_Work to be completed:_
How many lines in the records contain the word "face"? Give only the number.

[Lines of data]

● ● ● ● ●

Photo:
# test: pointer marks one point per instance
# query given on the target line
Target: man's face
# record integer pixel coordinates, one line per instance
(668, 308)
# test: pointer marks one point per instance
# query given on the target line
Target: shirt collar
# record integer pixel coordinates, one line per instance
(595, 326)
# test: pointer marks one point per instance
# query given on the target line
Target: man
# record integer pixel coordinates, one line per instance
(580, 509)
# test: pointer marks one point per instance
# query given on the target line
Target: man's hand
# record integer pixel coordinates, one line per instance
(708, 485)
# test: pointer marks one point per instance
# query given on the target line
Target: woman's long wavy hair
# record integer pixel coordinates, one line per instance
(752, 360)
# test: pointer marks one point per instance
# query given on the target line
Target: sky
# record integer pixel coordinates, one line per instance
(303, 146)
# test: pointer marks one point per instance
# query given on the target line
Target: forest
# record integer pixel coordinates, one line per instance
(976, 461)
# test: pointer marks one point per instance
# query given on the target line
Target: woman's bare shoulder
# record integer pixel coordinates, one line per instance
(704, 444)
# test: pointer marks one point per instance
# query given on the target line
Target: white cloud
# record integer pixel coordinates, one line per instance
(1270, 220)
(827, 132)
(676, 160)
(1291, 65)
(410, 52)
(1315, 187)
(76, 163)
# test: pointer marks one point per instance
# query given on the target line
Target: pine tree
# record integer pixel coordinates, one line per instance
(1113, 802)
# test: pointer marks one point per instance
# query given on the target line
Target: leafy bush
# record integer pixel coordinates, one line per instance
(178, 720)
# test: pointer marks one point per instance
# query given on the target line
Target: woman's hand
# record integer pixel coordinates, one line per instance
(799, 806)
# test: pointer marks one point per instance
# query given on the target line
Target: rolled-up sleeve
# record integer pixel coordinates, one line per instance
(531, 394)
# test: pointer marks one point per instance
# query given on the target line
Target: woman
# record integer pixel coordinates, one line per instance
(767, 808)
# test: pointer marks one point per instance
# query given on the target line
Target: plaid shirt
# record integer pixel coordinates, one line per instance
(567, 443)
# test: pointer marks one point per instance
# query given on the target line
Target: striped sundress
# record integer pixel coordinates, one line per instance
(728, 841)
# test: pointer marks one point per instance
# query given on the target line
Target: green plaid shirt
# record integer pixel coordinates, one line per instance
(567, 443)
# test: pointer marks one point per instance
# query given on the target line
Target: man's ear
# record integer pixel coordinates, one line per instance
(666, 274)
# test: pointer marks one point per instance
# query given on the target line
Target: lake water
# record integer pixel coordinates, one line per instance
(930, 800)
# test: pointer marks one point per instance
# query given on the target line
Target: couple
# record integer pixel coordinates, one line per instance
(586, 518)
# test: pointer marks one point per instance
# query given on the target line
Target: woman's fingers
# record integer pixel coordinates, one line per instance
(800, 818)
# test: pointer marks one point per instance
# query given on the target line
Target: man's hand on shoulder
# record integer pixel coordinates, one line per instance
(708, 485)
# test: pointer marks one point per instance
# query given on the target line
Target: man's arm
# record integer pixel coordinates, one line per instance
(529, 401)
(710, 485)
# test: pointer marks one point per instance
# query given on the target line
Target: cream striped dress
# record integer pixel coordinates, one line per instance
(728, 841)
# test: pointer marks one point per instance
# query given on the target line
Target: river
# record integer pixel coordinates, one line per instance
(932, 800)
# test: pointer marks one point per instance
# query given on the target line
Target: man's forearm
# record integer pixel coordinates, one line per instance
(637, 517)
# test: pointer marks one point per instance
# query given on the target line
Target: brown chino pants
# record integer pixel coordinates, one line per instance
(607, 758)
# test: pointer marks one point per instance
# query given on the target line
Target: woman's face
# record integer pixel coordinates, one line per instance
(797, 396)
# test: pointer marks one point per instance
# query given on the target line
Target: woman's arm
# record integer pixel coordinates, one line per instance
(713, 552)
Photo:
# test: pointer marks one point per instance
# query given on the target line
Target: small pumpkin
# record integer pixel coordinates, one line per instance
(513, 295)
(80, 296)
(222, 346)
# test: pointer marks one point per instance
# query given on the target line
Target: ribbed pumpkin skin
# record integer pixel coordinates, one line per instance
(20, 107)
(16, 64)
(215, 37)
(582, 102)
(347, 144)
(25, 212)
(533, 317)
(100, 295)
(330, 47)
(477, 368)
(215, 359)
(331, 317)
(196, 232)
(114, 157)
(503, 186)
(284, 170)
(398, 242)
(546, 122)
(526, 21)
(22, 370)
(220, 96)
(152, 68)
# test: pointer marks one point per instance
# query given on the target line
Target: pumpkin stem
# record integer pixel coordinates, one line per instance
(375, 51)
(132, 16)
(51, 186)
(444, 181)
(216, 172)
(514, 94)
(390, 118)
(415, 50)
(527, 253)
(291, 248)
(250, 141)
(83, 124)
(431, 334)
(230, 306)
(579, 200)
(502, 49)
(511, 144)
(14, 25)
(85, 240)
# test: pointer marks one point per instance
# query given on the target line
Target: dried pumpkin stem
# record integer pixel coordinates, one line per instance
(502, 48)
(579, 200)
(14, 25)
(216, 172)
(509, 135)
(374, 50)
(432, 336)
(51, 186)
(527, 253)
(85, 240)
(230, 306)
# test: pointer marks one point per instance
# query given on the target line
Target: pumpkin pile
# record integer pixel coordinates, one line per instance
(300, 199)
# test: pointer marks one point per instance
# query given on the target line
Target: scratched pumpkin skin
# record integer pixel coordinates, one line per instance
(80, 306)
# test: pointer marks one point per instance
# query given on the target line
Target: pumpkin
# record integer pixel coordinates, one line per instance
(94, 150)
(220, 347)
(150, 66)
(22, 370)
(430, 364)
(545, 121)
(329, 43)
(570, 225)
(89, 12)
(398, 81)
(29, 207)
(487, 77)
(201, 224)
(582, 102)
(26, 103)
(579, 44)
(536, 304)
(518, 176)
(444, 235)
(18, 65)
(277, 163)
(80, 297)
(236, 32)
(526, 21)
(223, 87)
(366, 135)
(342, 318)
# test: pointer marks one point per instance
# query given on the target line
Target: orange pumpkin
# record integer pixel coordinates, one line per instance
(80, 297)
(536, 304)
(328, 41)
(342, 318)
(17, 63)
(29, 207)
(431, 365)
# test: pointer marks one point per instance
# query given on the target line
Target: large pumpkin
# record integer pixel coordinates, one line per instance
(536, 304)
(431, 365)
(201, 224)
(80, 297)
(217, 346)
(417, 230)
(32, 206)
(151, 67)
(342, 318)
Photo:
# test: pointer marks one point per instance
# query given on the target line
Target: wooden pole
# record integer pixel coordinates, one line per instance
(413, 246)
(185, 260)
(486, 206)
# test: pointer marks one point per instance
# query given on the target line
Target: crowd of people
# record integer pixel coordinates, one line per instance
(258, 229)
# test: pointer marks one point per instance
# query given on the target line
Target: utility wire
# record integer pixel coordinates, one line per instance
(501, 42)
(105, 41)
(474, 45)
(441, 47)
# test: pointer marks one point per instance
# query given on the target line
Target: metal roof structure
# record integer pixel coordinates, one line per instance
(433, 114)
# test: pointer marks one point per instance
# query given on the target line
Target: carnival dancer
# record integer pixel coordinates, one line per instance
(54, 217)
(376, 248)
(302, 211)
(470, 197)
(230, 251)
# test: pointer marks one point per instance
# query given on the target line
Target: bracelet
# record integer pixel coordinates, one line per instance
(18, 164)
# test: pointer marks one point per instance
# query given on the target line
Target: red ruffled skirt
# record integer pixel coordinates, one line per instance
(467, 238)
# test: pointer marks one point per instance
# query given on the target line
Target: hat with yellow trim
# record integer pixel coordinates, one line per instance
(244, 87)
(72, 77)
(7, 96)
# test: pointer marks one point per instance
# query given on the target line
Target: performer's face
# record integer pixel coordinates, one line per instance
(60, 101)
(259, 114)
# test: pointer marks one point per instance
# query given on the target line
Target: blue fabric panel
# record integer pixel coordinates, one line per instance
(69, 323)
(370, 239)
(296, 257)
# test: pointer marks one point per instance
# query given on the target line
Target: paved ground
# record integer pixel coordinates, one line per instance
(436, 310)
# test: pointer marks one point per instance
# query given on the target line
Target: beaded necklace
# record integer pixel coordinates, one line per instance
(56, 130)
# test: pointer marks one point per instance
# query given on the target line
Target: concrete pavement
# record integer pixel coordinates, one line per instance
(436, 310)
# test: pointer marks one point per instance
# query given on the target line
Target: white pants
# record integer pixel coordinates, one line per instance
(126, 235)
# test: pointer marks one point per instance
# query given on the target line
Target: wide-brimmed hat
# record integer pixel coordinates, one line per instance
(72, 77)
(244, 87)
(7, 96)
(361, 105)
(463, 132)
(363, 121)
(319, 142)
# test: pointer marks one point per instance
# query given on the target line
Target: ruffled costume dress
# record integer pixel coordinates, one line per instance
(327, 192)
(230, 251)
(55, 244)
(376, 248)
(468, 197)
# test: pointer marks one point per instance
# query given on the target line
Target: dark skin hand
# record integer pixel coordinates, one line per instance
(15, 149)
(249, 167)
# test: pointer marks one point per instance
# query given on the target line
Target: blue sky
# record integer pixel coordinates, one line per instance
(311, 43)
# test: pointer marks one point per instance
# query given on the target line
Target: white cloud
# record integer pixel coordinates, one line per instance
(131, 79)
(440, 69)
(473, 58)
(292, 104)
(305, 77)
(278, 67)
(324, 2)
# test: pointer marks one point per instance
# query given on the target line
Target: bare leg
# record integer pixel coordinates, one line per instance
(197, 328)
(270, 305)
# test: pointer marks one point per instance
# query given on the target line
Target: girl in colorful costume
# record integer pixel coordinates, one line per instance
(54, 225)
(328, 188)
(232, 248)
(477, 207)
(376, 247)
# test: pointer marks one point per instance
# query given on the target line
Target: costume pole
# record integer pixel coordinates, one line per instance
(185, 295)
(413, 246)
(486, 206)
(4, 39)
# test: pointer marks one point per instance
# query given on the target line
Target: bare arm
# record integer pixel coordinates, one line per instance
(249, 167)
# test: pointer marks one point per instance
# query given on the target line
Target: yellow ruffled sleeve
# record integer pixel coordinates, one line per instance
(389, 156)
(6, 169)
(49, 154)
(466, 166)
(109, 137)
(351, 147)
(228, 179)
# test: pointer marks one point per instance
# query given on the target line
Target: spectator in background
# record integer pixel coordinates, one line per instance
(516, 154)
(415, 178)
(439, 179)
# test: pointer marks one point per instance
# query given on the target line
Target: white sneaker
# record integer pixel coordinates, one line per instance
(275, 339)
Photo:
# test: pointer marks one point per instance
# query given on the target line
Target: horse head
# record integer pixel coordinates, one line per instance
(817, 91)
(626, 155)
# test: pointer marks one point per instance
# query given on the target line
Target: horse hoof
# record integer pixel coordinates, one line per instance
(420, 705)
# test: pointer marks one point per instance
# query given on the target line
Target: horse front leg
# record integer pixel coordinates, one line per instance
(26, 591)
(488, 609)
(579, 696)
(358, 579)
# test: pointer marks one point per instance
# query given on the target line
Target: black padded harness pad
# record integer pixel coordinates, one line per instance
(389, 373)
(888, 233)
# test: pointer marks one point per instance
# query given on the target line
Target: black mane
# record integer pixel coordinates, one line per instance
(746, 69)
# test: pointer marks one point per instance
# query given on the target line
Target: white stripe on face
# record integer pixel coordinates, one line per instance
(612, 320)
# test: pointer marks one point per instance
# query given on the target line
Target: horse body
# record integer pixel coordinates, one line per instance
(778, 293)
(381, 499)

● ● ● ● ●

_Response for this exercise:_
4